*What the task asks*
The lines to be set down run from the line containing "If you would be willing to tag the rippled" through the final line of the data below; print them exactly and print nothing else.

===== Excerpted data =====

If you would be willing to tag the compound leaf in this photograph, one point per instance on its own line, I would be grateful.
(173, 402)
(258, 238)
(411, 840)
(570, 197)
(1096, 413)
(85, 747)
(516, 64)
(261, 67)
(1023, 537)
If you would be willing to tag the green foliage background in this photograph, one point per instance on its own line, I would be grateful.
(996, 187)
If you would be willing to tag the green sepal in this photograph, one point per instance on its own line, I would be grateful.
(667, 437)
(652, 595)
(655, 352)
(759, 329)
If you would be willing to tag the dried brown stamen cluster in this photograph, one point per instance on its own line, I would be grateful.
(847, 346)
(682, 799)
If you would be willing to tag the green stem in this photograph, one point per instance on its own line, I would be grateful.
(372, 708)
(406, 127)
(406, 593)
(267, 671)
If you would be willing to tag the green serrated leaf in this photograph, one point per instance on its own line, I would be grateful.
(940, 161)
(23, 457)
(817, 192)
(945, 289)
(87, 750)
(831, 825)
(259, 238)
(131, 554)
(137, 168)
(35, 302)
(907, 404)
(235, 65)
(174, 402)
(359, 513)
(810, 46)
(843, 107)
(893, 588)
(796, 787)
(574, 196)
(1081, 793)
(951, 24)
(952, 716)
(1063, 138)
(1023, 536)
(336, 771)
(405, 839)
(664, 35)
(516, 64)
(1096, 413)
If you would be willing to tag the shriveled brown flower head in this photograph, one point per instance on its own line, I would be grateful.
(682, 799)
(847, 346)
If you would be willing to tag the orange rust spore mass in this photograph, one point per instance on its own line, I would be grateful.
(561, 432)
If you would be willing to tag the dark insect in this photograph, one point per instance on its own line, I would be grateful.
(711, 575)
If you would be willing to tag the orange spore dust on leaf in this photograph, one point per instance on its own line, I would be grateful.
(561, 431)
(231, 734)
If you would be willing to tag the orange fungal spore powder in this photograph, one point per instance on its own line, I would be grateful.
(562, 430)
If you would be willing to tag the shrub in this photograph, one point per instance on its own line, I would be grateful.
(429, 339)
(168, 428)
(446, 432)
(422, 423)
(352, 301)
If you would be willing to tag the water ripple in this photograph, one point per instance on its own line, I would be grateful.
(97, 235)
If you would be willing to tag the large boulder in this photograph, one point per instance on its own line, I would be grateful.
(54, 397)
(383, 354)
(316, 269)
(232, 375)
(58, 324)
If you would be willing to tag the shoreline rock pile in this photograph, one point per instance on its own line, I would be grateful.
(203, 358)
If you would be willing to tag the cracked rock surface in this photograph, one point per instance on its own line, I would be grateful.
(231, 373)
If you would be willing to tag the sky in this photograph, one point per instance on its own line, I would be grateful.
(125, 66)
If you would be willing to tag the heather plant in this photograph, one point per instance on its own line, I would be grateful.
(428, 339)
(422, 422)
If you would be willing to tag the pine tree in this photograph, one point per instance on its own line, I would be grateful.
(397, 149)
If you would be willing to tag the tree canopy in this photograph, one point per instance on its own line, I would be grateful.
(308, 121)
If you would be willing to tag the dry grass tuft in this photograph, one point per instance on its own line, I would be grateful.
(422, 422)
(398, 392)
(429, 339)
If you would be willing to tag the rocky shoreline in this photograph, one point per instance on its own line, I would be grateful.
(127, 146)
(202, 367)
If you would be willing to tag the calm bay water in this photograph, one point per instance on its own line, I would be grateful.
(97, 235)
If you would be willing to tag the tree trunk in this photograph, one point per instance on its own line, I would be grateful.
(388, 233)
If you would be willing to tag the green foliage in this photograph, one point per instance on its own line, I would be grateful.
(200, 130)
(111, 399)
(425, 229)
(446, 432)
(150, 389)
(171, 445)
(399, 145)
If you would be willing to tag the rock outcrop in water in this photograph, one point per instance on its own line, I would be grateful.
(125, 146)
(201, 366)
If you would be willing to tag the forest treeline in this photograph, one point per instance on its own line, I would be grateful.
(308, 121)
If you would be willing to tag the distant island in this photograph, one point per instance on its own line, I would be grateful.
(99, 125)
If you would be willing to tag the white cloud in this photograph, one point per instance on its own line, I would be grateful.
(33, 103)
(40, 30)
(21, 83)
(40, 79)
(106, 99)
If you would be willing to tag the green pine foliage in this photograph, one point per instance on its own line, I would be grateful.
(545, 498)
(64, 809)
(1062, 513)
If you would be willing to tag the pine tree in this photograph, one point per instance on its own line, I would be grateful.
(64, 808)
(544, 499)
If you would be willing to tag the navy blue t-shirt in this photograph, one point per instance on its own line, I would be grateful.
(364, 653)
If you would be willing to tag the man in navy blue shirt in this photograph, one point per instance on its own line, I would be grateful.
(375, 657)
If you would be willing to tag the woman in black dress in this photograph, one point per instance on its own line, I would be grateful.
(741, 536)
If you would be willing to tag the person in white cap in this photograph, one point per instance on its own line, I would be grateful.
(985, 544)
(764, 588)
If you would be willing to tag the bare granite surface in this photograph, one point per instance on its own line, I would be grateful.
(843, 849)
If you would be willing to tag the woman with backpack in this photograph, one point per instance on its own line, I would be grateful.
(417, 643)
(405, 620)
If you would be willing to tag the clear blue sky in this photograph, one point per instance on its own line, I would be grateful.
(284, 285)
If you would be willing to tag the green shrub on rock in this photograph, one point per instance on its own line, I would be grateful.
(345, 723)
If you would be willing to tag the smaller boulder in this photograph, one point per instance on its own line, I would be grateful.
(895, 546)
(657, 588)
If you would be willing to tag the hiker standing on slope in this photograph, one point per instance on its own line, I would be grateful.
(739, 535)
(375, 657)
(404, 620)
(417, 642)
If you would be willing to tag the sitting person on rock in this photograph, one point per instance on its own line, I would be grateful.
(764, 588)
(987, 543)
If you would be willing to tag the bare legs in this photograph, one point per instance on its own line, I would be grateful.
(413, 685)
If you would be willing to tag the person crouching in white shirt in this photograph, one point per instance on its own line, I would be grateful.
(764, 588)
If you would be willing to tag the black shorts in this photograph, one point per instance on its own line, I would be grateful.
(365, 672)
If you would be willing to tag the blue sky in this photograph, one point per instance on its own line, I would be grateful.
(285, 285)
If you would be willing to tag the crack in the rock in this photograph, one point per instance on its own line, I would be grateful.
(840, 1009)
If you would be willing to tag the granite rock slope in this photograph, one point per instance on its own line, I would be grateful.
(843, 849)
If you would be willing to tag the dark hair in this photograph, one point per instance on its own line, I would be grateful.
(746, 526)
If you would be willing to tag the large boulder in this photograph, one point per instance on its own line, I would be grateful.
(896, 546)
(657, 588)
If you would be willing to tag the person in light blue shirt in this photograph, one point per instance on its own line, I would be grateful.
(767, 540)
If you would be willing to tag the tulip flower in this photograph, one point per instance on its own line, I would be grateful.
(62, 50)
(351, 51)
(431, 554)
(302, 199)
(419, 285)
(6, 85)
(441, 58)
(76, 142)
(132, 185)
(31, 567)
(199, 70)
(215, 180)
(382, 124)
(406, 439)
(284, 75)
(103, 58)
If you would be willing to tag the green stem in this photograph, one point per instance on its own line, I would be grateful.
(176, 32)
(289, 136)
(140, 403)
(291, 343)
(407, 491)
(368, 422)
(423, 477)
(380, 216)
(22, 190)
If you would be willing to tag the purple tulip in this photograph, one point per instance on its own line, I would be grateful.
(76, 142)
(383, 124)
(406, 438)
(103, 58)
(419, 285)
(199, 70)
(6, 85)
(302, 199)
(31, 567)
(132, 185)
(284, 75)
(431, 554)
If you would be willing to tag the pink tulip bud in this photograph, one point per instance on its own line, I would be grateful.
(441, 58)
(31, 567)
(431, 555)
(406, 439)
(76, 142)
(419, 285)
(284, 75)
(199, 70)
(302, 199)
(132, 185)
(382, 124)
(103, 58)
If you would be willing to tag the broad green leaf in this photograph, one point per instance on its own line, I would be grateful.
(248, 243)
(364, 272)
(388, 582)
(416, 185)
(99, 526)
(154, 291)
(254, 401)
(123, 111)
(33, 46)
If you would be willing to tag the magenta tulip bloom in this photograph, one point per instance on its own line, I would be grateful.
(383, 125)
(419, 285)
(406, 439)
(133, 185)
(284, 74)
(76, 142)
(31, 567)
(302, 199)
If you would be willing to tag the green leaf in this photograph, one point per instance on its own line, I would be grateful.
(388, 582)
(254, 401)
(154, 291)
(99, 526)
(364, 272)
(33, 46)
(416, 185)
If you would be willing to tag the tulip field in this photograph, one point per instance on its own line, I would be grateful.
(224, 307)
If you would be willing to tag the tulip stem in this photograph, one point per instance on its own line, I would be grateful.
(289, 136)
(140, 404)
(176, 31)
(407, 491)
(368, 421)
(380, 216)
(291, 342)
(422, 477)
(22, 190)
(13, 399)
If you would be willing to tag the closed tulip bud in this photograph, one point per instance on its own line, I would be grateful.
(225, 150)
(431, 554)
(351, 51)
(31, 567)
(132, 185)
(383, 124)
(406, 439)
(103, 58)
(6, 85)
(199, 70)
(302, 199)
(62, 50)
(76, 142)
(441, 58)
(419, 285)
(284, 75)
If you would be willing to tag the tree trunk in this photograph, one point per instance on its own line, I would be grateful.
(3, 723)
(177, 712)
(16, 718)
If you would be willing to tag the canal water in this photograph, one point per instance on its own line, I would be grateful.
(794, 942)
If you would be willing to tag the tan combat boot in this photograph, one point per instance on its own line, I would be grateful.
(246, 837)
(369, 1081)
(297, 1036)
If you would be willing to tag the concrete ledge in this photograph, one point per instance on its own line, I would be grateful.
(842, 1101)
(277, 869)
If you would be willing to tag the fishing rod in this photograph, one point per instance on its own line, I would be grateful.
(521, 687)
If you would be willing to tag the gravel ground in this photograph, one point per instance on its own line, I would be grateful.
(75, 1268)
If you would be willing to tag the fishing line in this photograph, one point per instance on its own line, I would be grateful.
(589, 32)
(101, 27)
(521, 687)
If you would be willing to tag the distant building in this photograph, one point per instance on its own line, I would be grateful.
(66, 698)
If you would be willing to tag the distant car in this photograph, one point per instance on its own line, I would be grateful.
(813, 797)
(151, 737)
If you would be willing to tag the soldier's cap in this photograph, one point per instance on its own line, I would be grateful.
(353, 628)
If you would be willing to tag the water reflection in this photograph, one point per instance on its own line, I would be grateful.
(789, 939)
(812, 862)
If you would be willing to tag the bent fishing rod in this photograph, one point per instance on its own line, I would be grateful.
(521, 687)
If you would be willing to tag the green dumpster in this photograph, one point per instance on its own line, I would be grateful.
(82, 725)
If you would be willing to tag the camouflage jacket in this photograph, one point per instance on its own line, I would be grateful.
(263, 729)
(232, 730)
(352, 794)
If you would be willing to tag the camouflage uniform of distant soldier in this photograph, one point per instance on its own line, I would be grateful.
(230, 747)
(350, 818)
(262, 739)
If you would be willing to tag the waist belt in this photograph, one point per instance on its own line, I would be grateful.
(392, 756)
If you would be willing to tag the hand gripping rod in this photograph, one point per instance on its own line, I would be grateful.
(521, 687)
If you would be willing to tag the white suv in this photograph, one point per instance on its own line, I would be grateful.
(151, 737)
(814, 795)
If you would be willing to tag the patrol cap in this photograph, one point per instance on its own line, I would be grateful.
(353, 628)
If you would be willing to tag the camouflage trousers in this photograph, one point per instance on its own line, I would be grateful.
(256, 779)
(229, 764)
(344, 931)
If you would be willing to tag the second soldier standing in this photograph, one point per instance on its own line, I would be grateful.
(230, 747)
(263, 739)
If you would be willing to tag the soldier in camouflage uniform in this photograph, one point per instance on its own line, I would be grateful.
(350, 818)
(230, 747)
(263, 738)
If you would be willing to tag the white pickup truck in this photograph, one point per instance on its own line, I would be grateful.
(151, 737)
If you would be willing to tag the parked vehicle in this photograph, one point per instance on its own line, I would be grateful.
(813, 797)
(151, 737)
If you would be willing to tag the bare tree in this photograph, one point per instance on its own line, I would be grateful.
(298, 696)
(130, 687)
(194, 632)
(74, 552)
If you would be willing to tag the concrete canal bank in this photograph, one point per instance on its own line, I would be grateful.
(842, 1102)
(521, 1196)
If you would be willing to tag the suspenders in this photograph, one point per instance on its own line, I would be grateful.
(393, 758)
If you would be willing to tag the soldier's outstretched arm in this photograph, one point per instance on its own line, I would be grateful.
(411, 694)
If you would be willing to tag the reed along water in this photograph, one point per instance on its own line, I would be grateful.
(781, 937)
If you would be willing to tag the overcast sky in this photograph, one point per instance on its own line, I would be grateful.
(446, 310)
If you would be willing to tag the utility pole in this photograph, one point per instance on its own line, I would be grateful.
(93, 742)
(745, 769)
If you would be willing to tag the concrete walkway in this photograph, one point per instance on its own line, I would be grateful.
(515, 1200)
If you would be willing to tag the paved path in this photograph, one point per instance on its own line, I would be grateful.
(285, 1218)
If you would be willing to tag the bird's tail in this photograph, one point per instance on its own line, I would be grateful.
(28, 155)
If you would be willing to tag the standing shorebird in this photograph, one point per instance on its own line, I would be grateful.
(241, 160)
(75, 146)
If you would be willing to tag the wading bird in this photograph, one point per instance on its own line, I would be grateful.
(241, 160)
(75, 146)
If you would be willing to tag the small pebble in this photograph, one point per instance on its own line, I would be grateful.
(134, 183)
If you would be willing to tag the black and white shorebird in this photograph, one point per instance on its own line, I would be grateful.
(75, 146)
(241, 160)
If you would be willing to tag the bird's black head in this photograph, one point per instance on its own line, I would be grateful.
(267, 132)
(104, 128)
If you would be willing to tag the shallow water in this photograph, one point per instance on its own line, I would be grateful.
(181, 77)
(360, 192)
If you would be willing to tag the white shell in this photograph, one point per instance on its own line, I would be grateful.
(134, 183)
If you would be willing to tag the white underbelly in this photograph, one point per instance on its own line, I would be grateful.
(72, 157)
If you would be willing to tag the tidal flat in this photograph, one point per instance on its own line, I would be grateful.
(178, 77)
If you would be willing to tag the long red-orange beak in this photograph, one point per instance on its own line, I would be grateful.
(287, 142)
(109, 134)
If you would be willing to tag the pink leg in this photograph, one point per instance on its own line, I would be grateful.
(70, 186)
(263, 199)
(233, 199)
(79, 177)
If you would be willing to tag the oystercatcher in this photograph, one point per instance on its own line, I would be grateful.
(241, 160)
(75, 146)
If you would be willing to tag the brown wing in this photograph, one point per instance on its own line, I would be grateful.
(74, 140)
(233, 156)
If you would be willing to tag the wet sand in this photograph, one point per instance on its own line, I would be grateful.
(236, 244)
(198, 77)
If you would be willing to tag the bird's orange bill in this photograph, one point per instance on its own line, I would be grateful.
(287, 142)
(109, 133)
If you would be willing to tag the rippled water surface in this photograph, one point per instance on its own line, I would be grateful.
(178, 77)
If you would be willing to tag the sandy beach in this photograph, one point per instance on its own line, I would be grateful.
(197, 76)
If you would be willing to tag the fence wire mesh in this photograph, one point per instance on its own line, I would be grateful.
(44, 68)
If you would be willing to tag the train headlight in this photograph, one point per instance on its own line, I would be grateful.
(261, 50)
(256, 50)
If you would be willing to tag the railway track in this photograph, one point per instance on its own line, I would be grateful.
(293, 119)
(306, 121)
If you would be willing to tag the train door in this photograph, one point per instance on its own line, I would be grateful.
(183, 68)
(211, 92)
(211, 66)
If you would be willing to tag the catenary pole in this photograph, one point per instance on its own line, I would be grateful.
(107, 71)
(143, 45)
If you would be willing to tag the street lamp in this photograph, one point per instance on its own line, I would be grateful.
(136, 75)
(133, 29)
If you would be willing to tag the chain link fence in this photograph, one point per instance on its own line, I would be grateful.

=====

*Result below*
If you would be willing to tag the rippled water surface in this photograph, one point per instance on its own line, I would be grateful.
(178, 77)
If you would be willing to tag the sandy beach in this photograph, one point per instance on its own line, I would be grateful.
(197, 76)
If you would be willing to tag the fence wire mesh in this photograph, one point per instance on its own line, I would be grateful.
(44, 68)
If you would be willing to tag the train headlight in this photograph, one point per instance on its own line, I would be grateful.
(261, 50)
(256, 50)
If you would be willing to tag the railway track in this photograph, one point per instance on its own line, I would be grateful.
(293, 119)
(306, 121)
If you would be willing to tag the train door in this photograph, one point per instance on its own line, I would be grateful.
(183, 68)
(211, 92)
(211, 66)
If you would be willing to tag the catenary pole in this photograph, one point per instance on its own line, I would be grateful.
(107, 71)
(143, 45)
If you would be willing to tag the street lamp in this photograph, one point per instance on its own line, I would be grateful.
(136, 75)
(133, 29)
If you would be willing to tag the chain link fence in this photograph, one point per instance on its own line, I would be grateful.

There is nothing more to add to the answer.